**Problem description:** Output range, inclusive: from the line containing "Can you find the weed" to the line containing "Can you find the bush". Restate those lines from the data below word for word and only those.

**Data:**
:::::
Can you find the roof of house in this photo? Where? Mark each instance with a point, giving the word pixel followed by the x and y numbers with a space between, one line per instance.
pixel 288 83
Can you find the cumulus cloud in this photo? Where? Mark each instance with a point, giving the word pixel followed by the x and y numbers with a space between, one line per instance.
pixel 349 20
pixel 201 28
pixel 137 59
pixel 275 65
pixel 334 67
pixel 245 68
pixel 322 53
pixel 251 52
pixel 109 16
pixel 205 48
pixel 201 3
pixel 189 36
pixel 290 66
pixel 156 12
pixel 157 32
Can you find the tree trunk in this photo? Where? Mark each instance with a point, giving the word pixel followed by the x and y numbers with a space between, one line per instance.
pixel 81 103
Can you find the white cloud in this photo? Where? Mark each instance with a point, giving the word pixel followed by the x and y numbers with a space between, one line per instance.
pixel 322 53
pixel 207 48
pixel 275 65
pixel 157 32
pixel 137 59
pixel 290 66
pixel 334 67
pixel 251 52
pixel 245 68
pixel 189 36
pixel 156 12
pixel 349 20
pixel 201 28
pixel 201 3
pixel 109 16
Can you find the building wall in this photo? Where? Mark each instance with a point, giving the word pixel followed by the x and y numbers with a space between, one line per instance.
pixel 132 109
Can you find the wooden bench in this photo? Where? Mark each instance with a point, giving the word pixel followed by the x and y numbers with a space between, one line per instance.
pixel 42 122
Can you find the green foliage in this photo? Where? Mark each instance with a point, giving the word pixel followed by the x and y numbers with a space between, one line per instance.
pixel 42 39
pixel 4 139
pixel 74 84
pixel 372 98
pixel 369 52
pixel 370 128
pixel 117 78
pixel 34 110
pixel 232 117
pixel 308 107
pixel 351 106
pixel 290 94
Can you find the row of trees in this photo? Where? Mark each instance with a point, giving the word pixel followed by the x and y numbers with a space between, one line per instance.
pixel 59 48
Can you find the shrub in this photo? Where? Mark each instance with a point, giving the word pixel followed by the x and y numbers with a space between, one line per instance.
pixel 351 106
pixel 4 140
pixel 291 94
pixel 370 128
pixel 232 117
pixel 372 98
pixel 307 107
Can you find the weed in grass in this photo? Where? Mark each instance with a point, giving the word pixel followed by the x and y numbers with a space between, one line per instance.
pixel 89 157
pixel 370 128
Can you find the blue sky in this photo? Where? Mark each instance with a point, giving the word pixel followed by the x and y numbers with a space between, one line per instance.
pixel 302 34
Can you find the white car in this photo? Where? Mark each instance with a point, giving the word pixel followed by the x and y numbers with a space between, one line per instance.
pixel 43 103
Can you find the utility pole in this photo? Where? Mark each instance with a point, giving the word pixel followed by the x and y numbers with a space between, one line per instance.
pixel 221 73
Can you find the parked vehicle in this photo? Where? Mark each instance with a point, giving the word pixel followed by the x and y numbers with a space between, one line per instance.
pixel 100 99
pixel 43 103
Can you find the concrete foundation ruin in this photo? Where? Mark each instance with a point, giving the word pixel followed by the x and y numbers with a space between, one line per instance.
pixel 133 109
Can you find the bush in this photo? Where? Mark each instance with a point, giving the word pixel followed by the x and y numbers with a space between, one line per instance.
:::::
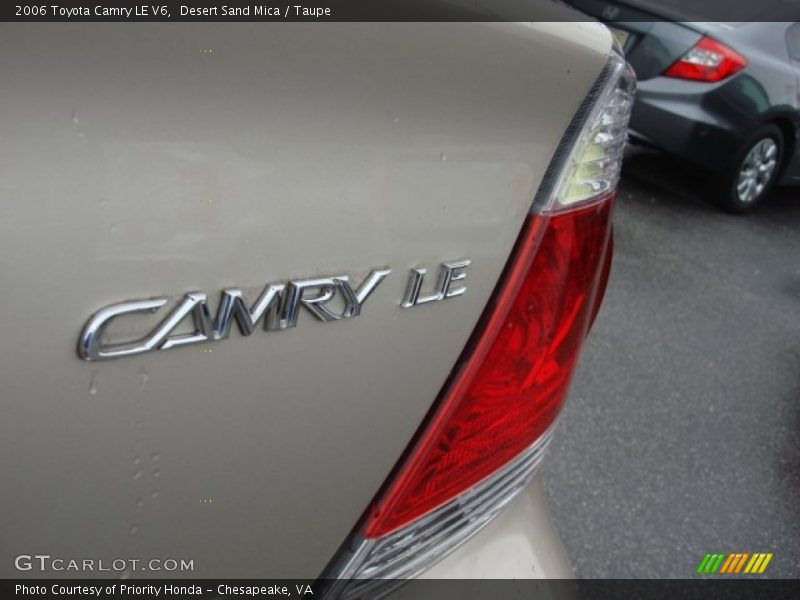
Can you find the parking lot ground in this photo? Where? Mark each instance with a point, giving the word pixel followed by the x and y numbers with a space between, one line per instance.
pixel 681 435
:::::
**Task solution:**
Can you find the weed in grass in this photo? Where? Mark each instance with a point, giving the word pixel followed by the x and y numbers with a space between, one line per instance.
pixel 89 157
pixel 370 128
Can you find the blue sky in this photo? Where? Mark each instance with a point, giving the word pixel followed by the x and y numbers with a space between, one line per instance.
pixel 302 34
Can you find the white car in this photo? Where? Mark each instance with a point, giving the word pixel followed by the x and y numbers with a space between, one line per instance.
pixel 43 103
Can you find the utility pole in this photo? Where? Mark each instance with a point, giving the word pixel followed by the x and y numbers with a space between, one line per instance.
pixel 221 73
Can you find the parked vehicle in this photo? Where? Mark each instance with a point, giving the word pixel followed by the x and y numbers with a space between, one line per instance.
pixel 100 99
pixel 43 103
Can you find the concrete foundation ruin in this photo? Where? Mark each instance with a point, giving the word pixel followed by the x and y numbers with a space between, one line per instance.
pixel 133 109
Can you find the bush in this photo? Where? Mark each instance with a point, giving the word pixel followed by the x and y numbers with a space between, one line per instance.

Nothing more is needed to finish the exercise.